> **TO BE DONE**: Rewrite the data below, changing every "instance" to "occurrence" and keeping everything else the same. Omit the pictures from your answer.

(Object position labeling entries)
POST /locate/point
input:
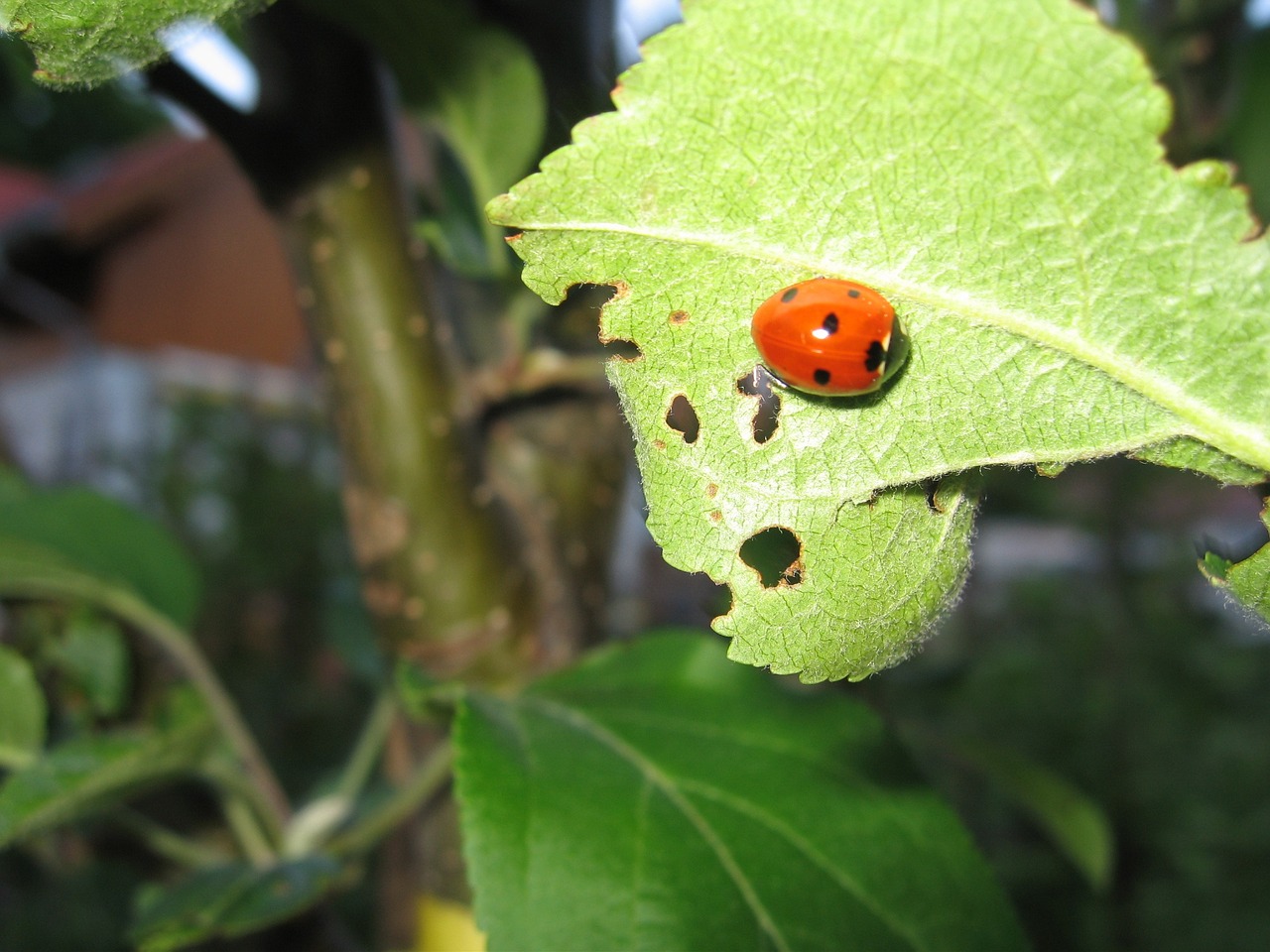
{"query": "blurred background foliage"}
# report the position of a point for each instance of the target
(1087, 645)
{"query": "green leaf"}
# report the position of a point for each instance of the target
(94, 655)
(93, 41)
(480, 89)
(994, 171)
(229, 901)
(1247, 580)
(89, 774)
(22, 711)
(1076, 824)
(658, 797)
(79, 539)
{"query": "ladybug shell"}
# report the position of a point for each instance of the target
(829, 336)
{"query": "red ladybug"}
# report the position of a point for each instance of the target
(829, 336)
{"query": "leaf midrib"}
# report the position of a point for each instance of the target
(1206, 422)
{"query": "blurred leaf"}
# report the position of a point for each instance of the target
(230, 901)
(493, 112)
(659, 797)
(1248, 134)
(480, 86)
(84, 542)
(91, 41)
(1060, 282)
(94, 654)
(22, 711)
(87, 774)
(1076, 824)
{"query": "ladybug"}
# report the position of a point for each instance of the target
(829, 336)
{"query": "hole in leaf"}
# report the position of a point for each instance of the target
(684, 419)
(767, 414)
(776, 555)
(622, 349)
(574, 325)
(933, 495)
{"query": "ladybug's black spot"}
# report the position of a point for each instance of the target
(875, 357)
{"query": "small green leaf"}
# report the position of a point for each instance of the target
(94, 655)
(89, 774)
(22, 711)
(91, 546)
(81, 42)
(994, 171)
(229, 901)
(659, 797)
(1247, 580)
(1076, 824)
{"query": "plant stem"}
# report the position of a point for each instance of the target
(185, 653)
(430, 777)
(246, 829)
(368, 747)
(440, 574)
(182, 649)
(168, 844)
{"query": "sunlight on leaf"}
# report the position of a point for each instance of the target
(994, 171)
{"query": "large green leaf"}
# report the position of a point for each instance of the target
(84, 775)
(661, 797)
(86, 544)
(994, 171)
(91, 41)
(22, 711)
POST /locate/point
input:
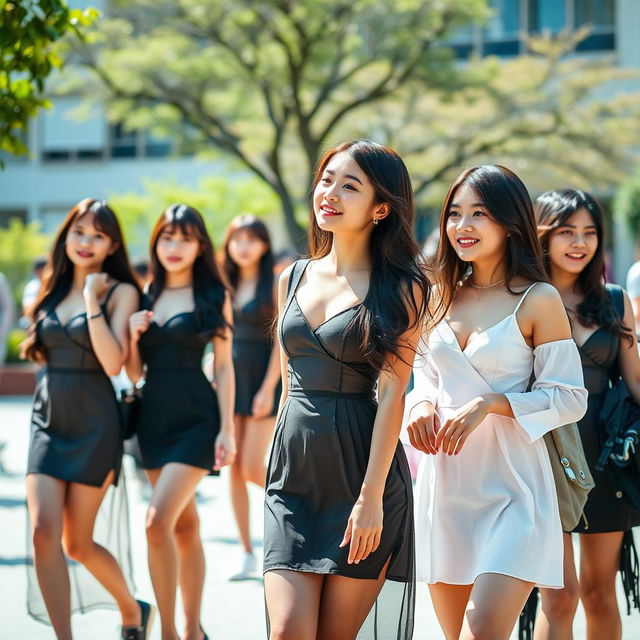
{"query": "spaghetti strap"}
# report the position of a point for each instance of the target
(524, 295)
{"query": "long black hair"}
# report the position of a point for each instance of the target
(264, 290)
(59, 278)
(396, 262)
(509, 205)
(553, 209)
(209, 289)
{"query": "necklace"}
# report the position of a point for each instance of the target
(485, 286)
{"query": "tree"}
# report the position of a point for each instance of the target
(27, 56)
(271, 83)
(267, 82)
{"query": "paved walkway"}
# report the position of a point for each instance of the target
(231, 610)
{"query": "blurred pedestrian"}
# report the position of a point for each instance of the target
(79, 332)
(247, 262)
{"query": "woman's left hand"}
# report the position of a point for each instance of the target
(455, 431)
(364, 528)
(225, 450)
(96, 285)
(262, 404)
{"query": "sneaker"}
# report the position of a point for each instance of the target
(249, 566)
(146, 621)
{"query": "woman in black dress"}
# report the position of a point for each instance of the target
(338, 510)
(248, 264)
(183, 431)
(79, 333)
(572, 235)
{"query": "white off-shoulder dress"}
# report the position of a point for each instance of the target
(493, 507)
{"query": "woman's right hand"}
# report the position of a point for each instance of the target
(138, 323)
(423, 426)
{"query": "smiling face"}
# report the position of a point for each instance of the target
(344, 198)
(473, 234)
(177, 250)
(573, 245)
(85, 245)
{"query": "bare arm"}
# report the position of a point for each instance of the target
(629, 359)
(263, 401)
(364, 527)
(110, 336)
(226, 388)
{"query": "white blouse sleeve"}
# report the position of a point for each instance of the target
(425, 386)
(557, 396)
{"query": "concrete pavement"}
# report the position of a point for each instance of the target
(231, 610)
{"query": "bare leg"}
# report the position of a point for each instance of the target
(257, 438)
(293, 604)
(555, 620)
(173, 486)
(599, 561)
(191, 568)
(450, 603)
(80, 511)
(238, 488)
(45, 500)
(494, 605)
(345, 604)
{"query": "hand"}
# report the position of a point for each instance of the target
(423, 425)
(364, 528)
(96, 285)
(262, 404)
(225, 450)
(456, 430)
(138, 323)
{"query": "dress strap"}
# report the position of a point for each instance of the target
(524, 295)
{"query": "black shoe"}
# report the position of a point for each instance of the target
(146, 620)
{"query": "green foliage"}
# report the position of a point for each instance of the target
(27, 57)
(218, 199)
(267, 83)
(271, 84)
(15, 337)
(20, 245)
(627, 203)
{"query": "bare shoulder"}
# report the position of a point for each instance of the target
(542, 298)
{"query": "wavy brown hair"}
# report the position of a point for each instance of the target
(396, 262)
(508, 204)
(209, 288)
(264, 290)
(59, 278)
(553, 210)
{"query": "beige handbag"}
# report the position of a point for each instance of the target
(570, 473)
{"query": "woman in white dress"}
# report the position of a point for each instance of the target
(487, 521)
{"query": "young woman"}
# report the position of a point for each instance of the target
(338, 512)
(571, 228)
(79, 333)
(487, 521)
(183, 431)
(248, 265)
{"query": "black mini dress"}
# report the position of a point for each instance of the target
(179, 416)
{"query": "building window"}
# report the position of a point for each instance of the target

> **EXERCISE RESULT**:
POST /locate/point
input:
{"query": "blurred background foliage"}
# report the position of a point for each occurrence of the target
(1087, 645)
{"query": "green leaf"}
# report the position of a point for each occurrence of the target
(94, 655)
(93, 41)
(480, 89)
(994, 171)
(229, 901)
(1247, 580)
(89, 774)
(22, 711)
(1076, 824)
(658, 797)
(79, 539)
{"query": "ladybug shell"}
# report the position of a point for each occurrence of the target
(829, 336)
{"query": "red ladybug"}
# report the position of a point for each occurrence of the target
(829, 336)
{"query": "leaf midrib"}
# report the position of a point for each occurrence of the target
(1206, 422)
{"query": "blurred leaf"}
# report the position of a point for each occurrence of the target
(230, 901)
(493, 112)
(659, 797)
(1248, 134)
(480, 86)
(84, 542)
(91, 41)
(1060, 282)
(94, 654)
(22, 711)
(87, 774)
(1076, 824)
{"query": "ladybug"}
# report the position of a point for each occurrence of the target
(829, 336)
{"query": "hole in leaf"}
# report the position of a point for each occurrence of the target
(684, 419)
(767, 414)
(776, 555)
(622, 349)
(574, 325)
(933, 495)
{"query": "ladybug's black spot"}
# report the position of a point for each occurrence of the target
(875, 357)
{"query": "small green leaf"}
# report the position of a point for each occurrence of the target
(94, 655)
(89, 774)
(22, 711)
(91, 546)
(81, 42)
(994, 171)
(229, 901)
(659, 797)
(1247, 580)
(1076, 824)
{"query": "plant stem"}
# report the position of a point for each occurrence of the target
(185, 653)
(430, 777)
(246, 829)
(368, 747)
(440, 574)
(182, 649)
(168, 844)
{"query": "sunlight on leaf"}
# report the position of a point for each occurrence of the target
(994, 171)
{"query": "large green leaf"}
# report the position of a point for each occurrence of the target
(84, 775)
(661, 797)
(86, 544)
(994, 171)
(91, 41)
(22, 711)
POST /locate/point
input:
{"query": "spaghetti strap"}
# report the position of a point for each occurrence of the target
(524, 295)
{"query": "long black hair"}
# report the position of a point for each occurrence of the target
(264, 290)
(59, 278)
(396, 262)
(509, 205)
(553, 209)
(209, 289)
{"query": "necklace"}
# report the position of a point for each occurrence of the target
(485, 286)
{"query": "tree"}
# report the position of a point for each occurrence of the target
(27, 56)
(271, 83)
(267, 82)
{"query": "paved walkway"}
# report the position of a point for each occurrence of the target
(231, 610)
{"query": "blurred pedestrian"}
# report the position of a point for each occurrence of the target
(79, 332)
(247, 262)
{"query": "woman's left hand"}
# report the position of a point for each occurrence of the target
(455, 431)
(364, 528)
(225, 450)
(96, 285)
(262, 404)
{"query": "sneaker"}
# report the position of a point for each occurrence of the target
(249, 566)
(146, 621)
{"query": "woman in black dress"}
# report the position of a point for each occurrence of the target
(338, 510)
(248, 264)
(183, 431)
(79, 333)
(572, 235)
{"query": "white off-shoulder dress"}
# report the position of a point for each occurrence of the target
(493, 507)
{"query": "woman's right hand"}
# report the position of a point for each occurrence of the target
(138, 323)
(423, 426)
{"query": "smiling face"}
# report the position of a point for each occurrence of the target
(344, 198)
(473, 234)
(177, 250)
(573, 245)
(85, 245)
{"query": "bare arm"}
# report the position of a point for each occurrence of the target
(629, 359)
(263, 401)
(364, 527)
(110, 336)
(226, 388)
{"query": "white blouse sleeve"}
# report the position of a point for each occurrence of the target
(425, 386)
(557, 396)
{"query": "concrete pavement"}
# report the position of a point for each occurrence of the target
(231, 610)
{"query": "bare leg"}
# report the position of a point for each occurrence of the target
(257, 438)
(293, 604)
(555, 620)
(173, 486)
(599, 561)
(191, 568)
(450, 603)
(80, 511)
(238, 488)
(45, 500)
(494, 605)
(345, 604)
{"query": "hand"}
# report the position of a point for each occurrence of the target
(423, 425)
(364, 528)
(96, 285)
(262, 404)
(225, 450)
(456, 430)
(138, 323)
{"query": "dress strap"}
# report the position of a point for each occurrence of the target
(524, 295)
{"query": "black shoe"}
# report the position of a point for each occurrence of the target
(146, 620)
{"query": "green foliage"}
# report the position of a point for each occurrence of the target
(27, 57)
(218, 199)
(267, 83)
(271, 84)
(15, 337)
(20, 245)
(627, 203)
{"query": "bare shoulder"}
# report the position of a point for each occurrence of the target
(542, 298)
{"query": "wavy brown hair"}
# report the position of a point for each occurrence of the target
(396, 262)
(508, 204)
(209, 288)
(264, 290)
(59, 278)
(553, 210)
{"query": "beige handbag"}
# report the position of a point for each occurrence of the target
(570, 473)
{"query": "woman in white dress"}
# report the position of a point for each occurrence of the target
(487, 521)
{"query": "young woman"}
# report the position of a point for each occurrence of the target
(338, 512)
(571, 228)
(79, 333)
(487, 521)
(183, 431)
(248, 265)
{"query": "black mini dress"}
# report the position of a point for each occurrence of the target
(179, 416)
{"query": "building window"}
# report the position of a point for each occurrence of the target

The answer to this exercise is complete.